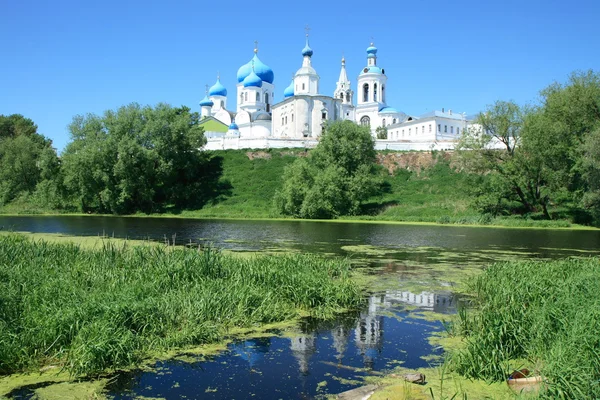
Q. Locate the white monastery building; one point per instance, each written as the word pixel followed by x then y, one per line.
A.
pixel 298 120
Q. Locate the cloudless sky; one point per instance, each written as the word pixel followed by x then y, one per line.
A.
pixel 66 57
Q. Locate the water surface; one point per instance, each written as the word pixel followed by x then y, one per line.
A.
pixel 417 267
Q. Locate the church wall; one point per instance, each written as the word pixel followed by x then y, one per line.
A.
pixel 217 103
pixel 303 117
pixel 317 120
pixel 283 119
pixel 223 116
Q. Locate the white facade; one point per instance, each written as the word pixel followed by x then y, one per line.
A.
pixel 298 120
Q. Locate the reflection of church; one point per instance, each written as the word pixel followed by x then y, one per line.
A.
pixel 439 302
pixel 368 334
pixel 297 120
pixel 303 347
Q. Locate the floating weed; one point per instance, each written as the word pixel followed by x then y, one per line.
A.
pixel 90 310
pixel 546 313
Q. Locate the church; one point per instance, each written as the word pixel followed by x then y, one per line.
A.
pixel 298 120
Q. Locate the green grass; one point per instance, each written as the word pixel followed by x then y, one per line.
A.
pixel 434 195
pixel 545 315
pixel 90 310
pixel 427 196
pixel 253 184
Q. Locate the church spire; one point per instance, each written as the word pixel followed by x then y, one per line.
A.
pixel 343 89
pixel 343 75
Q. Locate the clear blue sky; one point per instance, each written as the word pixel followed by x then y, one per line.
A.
pixel 67 57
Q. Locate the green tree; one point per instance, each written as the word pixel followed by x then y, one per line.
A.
pixel 542 156
pixel 381 132
pixel 139 159
pixel 591 174
pixel 26 158
pixel 338 175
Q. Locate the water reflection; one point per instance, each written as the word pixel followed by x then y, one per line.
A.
pixel 322 357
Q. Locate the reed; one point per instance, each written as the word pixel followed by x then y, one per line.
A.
pixel 545 313
pixel 96 309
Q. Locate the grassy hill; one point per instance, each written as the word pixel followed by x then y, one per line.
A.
pixel 433 193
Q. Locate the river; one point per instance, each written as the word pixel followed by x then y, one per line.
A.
pixel 417 268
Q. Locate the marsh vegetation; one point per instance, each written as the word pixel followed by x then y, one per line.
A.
pixel 543 316
pixel 90 310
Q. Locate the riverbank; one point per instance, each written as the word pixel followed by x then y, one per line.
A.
pixel 497 223
pixel 421 189
pixel 93 310
pixel 538 317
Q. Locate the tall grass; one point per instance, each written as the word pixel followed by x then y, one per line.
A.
pixel 544 313
pixel 91 310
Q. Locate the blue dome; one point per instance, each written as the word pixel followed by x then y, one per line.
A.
pixel 206 102
pixel 263 71
pixel 217 89
pixel 289 91
pixel 252 80
pixel 307 51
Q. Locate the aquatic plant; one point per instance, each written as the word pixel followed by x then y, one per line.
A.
pixel 546 314
pixel 94 309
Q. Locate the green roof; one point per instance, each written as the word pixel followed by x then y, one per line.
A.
pixel 211 124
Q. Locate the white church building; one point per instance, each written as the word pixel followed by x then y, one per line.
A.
pixel 298 120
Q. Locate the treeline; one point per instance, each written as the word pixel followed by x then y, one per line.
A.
pixel 538 161
pixel 132 159
pixel 546 158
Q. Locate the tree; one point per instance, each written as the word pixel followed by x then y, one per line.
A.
pixel 139 159
pixel 26 157
pixel 381 132
pixel 543 149
pixel 335 179
pixel 591 174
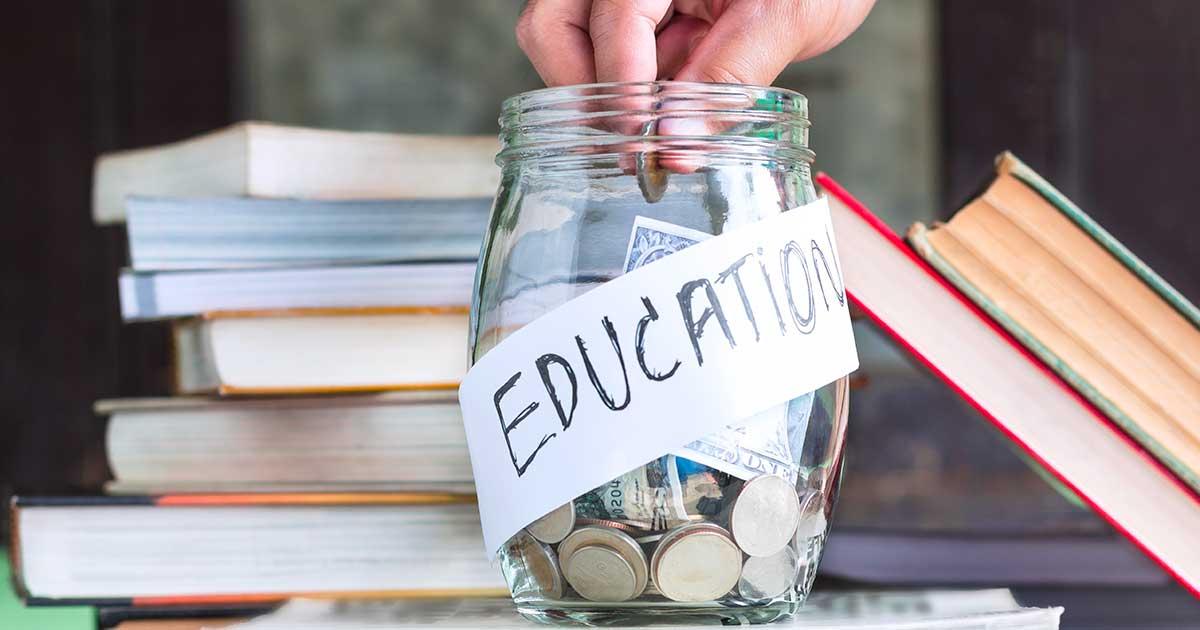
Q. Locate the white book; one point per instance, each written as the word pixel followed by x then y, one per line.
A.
pixel 168 294
pixel 246 232
pixel 203 549
pixel 903 610
pixel 264 160
pixel 394 441
pixel 322 352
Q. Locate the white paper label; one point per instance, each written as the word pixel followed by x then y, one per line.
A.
pixel 653 360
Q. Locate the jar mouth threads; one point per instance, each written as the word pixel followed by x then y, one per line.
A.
pixel 719 120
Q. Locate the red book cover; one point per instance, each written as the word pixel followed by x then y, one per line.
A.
pixel 1027 402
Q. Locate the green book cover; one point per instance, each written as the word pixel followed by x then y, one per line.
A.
pixel 1008 163
pixel 16 616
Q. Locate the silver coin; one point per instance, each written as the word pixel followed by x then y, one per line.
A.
pixel 771 576
pixel 599 574
pixel 696 562
pixel 555 526
pixel 765 515
pixel 652 178
pixel 541 565
pixel 813 519
pixel 613 539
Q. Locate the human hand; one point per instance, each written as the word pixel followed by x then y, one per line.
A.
pixel 714 41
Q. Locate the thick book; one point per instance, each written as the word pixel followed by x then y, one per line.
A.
pixel 197 444
pixel 856 610
pixel 323 351
pixel 171 294
pixel 238 232
pixel 1024 399
pixel 1081 303
pixel 227 549
pixel 892 557
pixel 276 161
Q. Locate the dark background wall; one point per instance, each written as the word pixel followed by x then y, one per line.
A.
pixel 1099 96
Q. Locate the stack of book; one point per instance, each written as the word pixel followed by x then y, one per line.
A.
pixel 316 286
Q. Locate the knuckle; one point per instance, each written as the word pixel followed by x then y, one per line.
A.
pixel 526 30
pixel 724 73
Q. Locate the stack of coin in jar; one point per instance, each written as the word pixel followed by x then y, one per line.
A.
pixel 659 532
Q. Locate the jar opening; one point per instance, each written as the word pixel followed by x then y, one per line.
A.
pixel 622 118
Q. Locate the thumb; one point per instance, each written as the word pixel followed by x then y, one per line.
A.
pixel 754 41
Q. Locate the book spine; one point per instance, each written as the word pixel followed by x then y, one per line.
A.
pixel 855 205
pixel 917 238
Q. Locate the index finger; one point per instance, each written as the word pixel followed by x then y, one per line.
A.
pixel 623 39
pixel 555 35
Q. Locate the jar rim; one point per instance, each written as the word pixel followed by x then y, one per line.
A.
pixel 613 118
pixel 569 93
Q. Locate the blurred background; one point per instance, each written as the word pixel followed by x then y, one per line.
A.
pixel 1101 96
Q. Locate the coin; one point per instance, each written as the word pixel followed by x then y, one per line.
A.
pixel 765 515
pixel 541 565
pixel 696 562
pixel 599 574
pixel 652 178
pixel 768 576
pixel 613 539
pixel 555 526
pixel 813 519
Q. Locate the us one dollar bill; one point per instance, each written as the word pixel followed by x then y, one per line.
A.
pixel 751 447
pixel 651 496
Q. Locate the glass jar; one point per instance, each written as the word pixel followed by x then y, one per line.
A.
pixel 580 165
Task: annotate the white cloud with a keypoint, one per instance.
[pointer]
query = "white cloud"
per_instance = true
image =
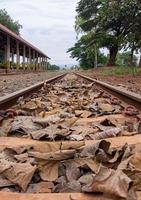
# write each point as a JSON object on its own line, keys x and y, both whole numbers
{"x": 47, "y": 24}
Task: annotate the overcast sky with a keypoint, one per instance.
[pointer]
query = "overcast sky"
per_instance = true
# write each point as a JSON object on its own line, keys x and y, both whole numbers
{"x": 47, "y": 24}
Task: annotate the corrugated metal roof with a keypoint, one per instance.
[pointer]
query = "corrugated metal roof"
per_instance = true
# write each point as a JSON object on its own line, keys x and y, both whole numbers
{"x": 19, "y": 38}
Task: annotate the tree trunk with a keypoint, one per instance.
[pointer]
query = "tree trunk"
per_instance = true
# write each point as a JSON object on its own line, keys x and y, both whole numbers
{"x": 130, "y": 63}
{"x": 96, "y": 57}
{"x": 113, "y": 53}
{"x": 140, "y": 61}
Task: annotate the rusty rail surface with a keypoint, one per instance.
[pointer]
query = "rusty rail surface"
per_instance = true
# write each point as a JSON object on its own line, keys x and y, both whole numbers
{"x": 11, "y": 99}
{"x": 126, "y": 96}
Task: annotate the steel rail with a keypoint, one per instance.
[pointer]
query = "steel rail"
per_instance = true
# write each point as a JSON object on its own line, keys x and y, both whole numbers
{"x": 11, "y": 99}
{"x": 126, "y": 96}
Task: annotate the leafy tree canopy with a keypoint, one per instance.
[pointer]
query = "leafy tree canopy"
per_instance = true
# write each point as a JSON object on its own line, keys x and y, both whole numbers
{"x": 114, "y": 24}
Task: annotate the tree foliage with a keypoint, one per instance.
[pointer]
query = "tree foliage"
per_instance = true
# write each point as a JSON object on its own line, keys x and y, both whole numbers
{"x": 7, "y": 21}
{"x": 114, "y": 24}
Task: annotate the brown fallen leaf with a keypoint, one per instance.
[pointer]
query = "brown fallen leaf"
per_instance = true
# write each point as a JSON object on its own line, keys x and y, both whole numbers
{"x": 48, "y": 170}
{"x": 56, "y": 156}
{"x": 41, "y": 187}
{"x": 72, "y": 172}
{"x": 49, "y": 133}
{"x": 71, "y": 187}
{"x": 24, "y": 124}
{"x": 19, "y": 174}
{"x": 5, "y": 182}
{"x": 105, "y": 107}
{"x": 112, "y": 132}
{"x": 111, "y": 182}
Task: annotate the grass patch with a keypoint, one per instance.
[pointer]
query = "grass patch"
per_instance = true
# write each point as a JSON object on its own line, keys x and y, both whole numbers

§

TASK DIRECTIONS |
Give the lines exactly as they stand, from the line with "Task: annotate the brown" through the end of the material.

TASK RESPONSE |
Task: annotate the brown fallen leaf with a keypoint, one per instance.
[pointer]
query = "brown fallen leaf"
per_instance = true
# write each point as a JSON object on its own line, keys x and y, both whole numbers
{"x": 48, "y": 170}
{"x": 56, "y": 156}
{"x": 41, "y": 187}
{"x": 72, "y": 172}
{"x": 49, "y": 133}
{"x": 71, "y": 187}
{"x": 24, "y": 124}
{"x": 19, "y": 174}
{"x": 5, "y": 182}
{"x": 105, "y": 107}
{"x": 112, "y": 132}
{"x": 111, "y": 182}
Task: annotate the grass patch with a keypoint, one per instance.
[pointer]
query = "grass patch"
per_instance = true
# write each point as a JSON object on its own line, keys x and y, both whole numbers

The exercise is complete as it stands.